Excerpt provided:
━━━━━━

Calling all Tigers: Student-led group seeks help for Clemson Family members in need
The university’s longest-serving student-led tiger conservation group is calling on fellow students to join the effort to protect Clemson’s adored mascot.
Entering its 20th year on campus, Tigers for Tigers (T4T) will hold a series of informational meetings in early September for students interested in joining the effort to protect tigers.
“The club really thrives on the different types of people and their majors because there are so many different aspects to it. There’s marketing, graphics, policy, along with conservation and biology,” said T4T President Evelyn Ann Borucki, a senior in the department of Food, Nutrition and Packaging Sciences. “People just have to have a passion for the conservation of tigers and then use their skills, whether it’s knowledge about tigers or photography, for the cause.”
T4T members lead local, state and national educational campaigns to raise awareness about tiger poaching and habitat destruction. Fewer than 3,900 tigers remain in the wild, according to the World Wildlife Fund.

━━━━━━

Records supplied:

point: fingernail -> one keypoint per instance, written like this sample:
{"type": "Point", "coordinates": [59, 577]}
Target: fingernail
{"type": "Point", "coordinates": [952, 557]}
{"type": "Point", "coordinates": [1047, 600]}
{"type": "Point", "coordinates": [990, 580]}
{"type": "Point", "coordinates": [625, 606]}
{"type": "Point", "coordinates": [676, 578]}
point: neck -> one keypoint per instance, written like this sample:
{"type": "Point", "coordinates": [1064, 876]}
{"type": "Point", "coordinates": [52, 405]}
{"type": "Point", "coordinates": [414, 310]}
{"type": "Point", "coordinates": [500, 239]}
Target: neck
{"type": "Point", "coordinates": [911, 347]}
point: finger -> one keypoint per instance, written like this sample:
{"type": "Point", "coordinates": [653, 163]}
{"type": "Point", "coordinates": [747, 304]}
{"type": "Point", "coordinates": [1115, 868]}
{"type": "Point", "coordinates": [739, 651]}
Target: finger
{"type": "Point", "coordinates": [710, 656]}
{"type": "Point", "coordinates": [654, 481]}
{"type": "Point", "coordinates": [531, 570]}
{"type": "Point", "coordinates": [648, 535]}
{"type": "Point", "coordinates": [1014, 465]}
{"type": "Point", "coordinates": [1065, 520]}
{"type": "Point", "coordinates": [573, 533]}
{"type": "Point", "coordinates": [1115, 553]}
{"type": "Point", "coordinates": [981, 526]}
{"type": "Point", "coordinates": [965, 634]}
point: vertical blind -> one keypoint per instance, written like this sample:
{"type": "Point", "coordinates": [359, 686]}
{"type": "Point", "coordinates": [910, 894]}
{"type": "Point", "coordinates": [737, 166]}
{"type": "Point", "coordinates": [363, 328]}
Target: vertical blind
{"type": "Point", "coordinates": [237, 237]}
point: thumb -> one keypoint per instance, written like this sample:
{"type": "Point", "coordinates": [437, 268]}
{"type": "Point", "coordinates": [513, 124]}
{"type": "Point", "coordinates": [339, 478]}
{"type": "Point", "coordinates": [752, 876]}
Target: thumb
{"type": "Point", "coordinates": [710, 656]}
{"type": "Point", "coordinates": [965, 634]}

━━━━━━

Your goal: Please extend the article about the Tigers for Tigers student group, picking up right after its last sentence.

Result for this task:
“There are barely as many tigers in the wild as there are freshmen on campus this semester,” said Diane Dotson, a graduate student in the College of Agriculture, Forestry and Life Sciences and former T4T president.
The effort has allowed Clemson students to view tigers in the wild in India. They’ve lobbied legislators on Capitol Hill to adopt laws protecting exotic animals like tigers. They’ve collaborated with conservation groups and universities across the country. T4T alumni have gone on to work or intern at the National Wildlife Refuge Association, the Kanha Jungle Lodge in India, the Wild Bird Society of Japan and Big Cat Rescue in Tampa. Some have pursued graduate degrees in conservation or attended veterinarian school.
“I have gotten internships that I would not have been able to get if I had not gotten involved in Tigers for Tigers,” Dotson said. “It’s been a wonderful experience.”
T4T has about 30 active members. The group organizes numerous events throughout the year to raise funds for tiger conservation efforts, including a 5K run in the spring and numerous events during Tiger Awareness Week beginning Nov. 6. As part of their Cubs for Cubs program, T4T members also visit local elementary schools to teach children about the importance of tiger conservation.
Additionally, two Creative Inquiry courses are associated with T4T: Tiger Conservation, FNR 4700 Section 045; and Tiger Awareness, FNR 4700, Section 046.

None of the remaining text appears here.